> SELECTED PASSAGE
RIYADH: Saudi Arabia’s point-of-sale spending climbed sharply in the final week of January, rising nearly 28 percent from the previous week as consumer outlays increased across almost all sectors. 

POS transactions reached SR16 billion ($4.27 billion) in the week ending Jan. 31, up 27.8 percent week on week, according to the Saudi Central Bank. Transaction volumes rose 16.5 percent to 248.8 million, reflecting stronger retail and service activity. 

Spending on jewelry saw the biggest uptick at 55.5 percent to SR613.69 million, followed by laundry services which saw a 44.4 percent increase to SR62.83 million. 

Expenditure on personal care rose 29.1 percent, while outlays on books and stationery increased 5.1 percent. Hotel spending climbed 7.4 percent to SR377.1 million. 

Further gains were recorded across other categories. Spending in pharmacies and medical supplies rose 33.4 percent to SR259.19 million, while medical services increased 13.7 percent to SR515.44 million. 

Food and beverage spending surged 38.6 percent to SR2.6 billion, accounting for the largest share of total POS value. Restaurants and cafes followed with a 20.4 percent increase to SR1.81 billion. Apparel and clothing spending rose 35.4 percent to SR1.33 billion, representing the third-largest share during the week. 

The Kingdom’s key urban centers mirrored the national surge. Riyadh, which accounted for the largest share of total POS spending, saw a 22 percent rise to SR5.44 billion from SR4.46 billion the previous week. The number of transactions in the capital reached 78.6 million, up 13.8 percent week on week. 

In Jeddah, transaction values increased 23.7 percent to SR2.16 billion, while Dammam reported a 22.2 percent rise to SR783.06 million. 

POS data, tracked weekly by SAMA, provides an indicator of consumer spending trends and the ongoing growth of digital payments in Saudi Arabia.  

The data also highlights the expanding reach of POS infrastructure, extending beyond major retail hubs to smaller cities and service sectors, supporting broader digital inclusion initiatives.  

The growth of digital payment technologies aligns with Saudi Arabia’s Vision 2030 objectives, promoting electronic transactions and contributing to the Kingdom’s broader digital economy.

> DATA TO EXAMINE

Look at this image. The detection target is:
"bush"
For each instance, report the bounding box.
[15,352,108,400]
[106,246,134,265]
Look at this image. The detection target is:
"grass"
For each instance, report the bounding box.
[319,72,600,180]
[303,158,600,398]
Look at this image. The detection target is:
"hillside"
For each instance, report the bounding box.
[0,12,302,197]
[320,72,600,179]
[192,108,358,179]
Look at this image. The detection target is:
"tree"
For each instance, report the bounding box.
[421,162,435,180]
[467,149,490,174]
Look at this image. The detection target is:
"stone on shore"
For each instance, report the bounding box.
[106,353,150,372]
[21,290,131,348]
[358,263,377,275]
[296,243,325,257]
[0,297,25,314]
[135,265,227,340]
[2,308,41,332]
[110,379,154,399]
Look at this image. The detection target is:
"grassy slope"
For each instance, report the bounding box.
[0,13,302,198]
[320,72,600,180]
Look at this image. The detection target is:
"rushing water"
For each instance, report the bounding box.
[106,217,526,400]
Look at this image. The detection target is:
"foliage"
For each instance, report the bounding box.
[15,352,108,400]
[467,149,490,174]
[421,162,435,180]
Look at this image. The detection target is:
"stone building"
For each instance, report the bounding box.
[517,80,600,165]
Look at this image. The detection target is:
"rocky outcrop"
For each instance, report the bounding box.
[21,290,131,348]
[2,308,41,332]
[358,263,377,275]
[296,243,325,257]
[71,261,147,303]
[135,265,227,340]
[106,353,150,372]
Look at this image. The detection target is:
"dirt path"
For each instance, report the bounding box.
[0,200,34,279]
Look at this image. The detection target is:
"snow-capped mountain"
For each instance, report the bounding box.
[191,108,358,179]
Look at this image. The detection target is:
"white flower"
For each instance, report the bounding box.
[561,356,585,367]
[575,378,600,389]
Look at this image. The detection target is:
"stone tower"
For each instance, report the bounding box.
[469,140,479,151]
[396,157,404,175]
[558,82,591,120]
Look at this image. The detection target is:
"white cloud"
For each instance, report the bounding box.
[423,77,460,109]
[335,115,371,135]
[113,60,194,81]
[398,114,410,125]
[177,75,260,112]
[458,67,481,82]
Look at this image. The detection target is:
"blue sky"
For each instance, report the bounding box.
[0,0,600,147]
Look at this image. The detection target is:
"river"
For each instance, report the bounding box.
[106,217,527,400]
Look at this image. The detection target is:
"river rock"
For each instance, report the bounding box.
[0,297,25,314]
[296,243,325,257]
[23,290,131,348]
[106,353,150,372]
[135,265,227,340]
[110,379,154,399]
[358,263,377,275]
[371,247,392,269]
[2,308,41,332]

> TO DO
In the article on Saudi point-of-sale spending, extract the part from "Food and beverage spending surged 38.6" to "13.8 percent week on week." without changing any wording.

> RESPONSE TO THIS EXERCISE
Food and beverage spending surged 38.6 percent to SR2.6 billion, accounting for the largest share of total POS value. Restaurants and cafes followed with a 20.4 percent increase to SR1.81 billion. Apparel and clothing spending rose 35.4 percent to SR1.33 billion, representing the third-largest share during the week. 

The Kingdom’s key urban centers mirrored the national surge. Riyadh, which accounted for the largest share of total POS spending, saw a 22 percent rise to SR5.44 billion from SR4.46 billion the previous week. The number of transactions in the capital reached 78.6 million, up 13.8 percent week on week.